▶ **The task**: Search the data below for the string "jeans". Extract every line that contains it.

*** Opening Study material ***

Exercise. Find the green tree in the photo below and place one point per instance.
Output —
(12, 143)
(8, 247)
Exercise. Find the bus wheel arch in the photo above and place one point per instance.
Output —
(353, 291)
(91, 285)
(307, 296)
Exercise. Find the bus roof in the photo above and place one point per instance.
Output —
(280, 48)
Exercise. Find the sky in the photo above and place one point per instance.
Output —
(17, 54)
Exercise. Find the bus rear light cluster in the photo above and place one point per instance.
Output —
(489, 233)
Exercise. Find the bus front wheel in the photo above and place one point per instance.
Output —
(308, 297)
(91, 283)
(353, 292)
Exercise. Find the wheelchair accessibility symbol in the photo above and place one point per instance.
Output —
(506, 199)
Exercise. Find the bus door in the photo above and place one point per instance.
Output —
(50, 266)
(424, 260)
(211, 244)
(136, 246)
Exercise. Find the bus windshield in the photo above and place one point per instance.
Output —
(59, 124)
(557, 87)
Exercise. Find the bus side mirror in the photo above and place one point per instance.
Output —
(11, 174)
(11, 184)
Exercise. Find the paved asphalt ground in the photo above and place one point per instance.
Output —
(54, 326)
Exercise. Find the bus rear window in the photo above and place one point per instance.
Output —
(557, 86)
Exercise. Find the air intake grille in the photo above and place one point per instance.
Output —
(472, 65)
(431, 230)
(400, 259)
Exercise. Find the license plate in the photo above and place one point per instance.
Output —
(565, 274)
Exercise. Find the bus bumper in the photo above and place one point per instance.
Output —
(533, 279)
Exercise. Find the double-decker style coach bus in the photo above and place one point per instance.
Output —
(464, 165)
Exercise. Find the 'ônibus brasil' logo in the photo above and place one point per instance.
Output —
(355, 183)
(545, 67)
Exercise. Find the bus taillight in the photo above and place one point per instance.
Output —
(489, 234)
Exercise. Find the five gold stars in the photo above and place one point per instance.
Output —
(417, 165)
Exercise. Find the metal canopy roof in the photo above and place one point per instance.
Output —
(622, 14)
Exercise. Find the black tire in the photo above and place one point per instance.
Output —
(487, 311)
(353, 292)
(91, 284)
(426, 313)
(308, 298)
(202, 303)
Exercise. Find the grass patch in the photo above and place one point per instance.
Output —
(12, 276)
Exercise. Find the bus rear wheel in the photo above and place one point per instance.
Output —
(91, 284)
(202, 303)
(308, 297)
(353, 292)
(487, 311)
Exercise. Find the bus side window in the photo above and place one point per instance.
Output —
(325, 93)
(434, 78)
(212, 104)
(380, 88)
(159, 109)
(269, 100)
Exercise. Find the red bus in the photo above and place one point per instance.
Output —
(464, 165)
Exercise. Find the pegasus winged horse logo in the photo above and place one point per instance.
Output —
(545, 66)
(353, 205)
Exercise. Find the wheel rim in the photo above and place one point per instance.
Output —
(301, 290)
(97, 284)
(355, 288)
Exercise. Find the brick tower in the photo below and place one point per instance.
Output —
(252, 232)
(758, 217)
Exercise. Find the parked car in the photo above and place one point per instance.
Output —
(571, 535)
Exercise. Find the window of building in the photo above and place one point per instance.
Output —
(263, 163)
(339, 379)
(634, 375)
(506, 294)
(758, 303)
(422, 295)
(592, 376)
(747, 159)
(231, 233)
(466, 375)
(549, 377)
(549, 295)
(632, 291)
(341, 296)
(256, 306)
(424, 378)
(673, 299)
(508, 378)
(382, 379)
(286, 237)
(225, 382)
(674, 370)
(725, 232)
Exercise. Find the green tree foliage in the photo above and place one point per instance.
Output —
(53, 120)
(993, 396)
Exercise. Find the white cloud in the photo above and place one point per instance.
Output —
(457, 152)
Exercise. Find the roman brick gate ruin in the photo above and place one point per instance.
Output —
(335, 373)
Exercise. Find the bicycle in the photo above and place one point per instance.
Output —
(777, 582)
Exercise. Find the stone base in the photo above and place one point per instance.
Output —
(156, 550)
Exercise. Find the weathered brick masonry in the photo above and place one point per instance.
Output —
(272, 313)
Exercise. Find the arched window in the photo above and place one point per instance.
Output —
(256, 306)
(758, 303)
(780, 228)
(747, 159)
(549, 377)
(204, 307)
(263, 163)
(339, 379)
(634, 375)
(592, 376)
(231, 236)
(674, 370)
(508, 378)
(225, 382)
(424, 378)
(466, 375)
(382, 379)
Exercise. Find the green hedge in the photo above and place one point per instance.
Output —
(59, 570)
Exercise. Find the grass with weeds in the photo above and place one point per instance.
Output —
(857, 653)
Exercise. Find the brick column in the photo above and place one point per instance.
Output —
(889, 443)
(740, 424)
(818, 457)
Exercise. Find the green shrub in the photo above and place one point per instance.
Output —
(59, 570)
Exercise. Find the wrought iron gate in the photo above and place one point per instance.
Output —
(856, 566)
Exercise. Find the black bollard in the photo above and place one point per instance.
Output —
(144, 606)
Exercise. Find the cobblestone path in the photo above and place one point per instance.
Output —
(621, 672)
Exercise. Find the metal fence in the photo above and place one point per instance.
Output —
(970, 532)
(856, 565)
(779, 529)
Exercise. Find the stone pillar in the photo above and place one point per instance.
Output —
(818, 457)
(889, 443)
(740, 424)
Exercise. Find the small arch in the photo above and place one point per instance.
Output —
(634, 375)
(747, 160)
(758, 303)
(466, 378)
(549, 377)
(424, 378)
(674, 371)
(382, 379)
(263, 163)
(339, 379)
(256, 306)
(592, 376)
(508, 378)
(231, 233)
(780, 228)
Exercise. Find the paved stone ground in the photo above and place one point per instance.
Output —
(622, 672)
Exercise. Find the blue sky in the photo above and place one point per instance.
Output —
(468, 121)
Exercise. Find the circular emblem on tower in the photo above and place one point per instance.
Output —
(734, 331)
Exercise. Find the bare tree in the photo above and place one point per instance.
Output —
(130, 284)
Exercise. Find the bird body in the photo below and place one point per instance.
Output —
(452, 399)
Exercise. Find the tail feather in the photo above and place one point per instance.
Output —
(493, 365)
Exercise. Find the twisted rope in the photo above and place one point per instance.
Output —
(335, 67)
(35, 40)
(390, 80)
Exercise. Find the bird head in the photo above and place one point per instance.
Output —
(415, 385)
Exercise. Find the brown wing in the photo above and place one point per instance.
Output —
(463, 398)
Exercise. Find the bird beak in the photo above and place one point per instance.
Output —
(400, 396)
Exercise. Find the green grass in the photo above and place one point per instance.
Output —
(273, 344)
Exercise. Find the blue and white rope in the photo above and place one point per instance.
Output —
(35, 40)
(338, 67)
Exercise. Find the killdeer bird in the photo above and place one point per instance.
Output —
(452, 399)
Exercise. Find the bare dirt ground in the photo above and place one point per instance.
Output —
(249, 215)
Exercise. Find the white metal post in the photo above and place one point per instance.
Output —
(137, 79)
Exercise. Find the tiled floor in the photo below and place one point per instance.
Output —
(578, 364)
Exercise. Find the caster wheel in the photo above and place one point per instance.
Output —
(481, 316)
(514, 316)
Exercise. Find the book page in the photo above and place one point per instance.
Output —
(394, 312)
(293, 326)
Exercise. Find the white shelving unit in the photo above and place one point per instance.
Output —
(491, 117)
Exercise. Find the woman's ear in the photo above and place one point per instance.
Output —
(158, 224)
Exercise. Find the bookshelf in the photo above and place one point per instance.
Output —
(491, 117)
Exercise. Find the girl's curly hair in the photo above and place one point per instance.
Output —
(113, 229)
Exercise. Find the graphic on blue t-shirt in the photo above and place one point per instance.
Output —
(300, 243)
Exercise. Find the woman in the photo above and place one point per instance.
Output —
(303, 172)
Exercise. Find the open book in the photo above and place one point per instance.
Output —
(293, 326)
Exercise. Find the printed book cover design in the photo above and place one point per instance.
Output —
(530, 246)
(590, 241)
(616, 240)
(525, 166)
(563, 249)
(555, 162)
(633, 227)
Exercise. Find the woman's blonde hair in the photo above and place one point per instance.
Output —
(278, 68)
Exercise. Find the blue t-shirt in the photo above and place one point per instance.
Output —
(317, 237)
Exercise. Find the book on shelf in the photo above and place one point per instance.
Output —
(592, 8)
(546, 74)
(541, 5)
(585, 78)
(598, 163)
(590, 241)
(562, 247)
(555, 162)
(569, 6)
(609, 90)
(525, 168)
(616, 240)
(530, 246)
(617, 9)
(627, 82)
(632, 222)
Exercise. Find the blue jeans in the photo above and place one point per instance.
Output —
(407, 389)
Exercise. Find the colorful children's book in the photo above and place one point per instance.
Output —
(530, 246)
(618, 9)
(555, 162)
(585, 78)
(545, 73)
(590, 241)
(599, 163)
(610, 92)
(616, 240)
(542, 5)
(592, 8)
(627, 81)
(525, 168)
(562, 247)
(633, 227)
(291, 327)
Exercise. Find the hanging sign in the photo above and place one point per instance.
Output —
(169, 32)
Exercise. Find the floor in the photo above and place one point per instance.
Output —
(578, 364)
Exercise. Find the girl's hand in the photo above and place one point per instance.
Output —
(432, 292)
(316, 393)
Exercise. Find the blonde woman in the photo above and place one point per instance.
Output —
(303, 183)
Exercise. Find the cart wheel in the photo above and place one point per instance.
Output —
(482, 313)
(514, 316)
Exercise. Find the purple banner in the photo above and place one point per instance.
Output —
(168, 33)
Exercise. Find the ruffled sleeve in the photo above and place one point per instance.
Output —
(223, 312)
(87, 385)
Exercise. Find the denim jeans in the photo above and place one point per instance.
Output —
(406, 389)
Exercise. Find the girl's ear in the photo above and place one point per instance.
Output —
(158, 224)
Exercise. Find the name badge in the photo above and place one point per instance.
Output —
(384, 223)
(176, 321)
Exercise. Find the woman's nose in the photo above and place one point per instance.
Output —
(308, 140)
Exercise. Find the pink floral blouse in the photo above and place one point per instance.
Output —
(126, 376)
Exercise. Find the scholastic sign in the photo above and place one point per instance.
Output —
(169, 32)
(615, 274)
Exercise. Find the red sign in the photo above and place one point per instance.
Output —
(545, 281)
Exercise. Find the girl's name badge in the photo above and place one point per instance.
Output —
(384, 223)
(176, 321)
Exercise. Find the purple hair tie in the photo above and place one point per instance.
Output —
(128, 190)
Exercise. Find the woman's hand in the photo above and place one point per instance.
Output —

*** Closing Study material ***

▶ **Reply**:
Exercise. Find the blue jeans in the photo above and place one point per instance.
Exercise. Find the denim jeans in the photo above and place one point per instance.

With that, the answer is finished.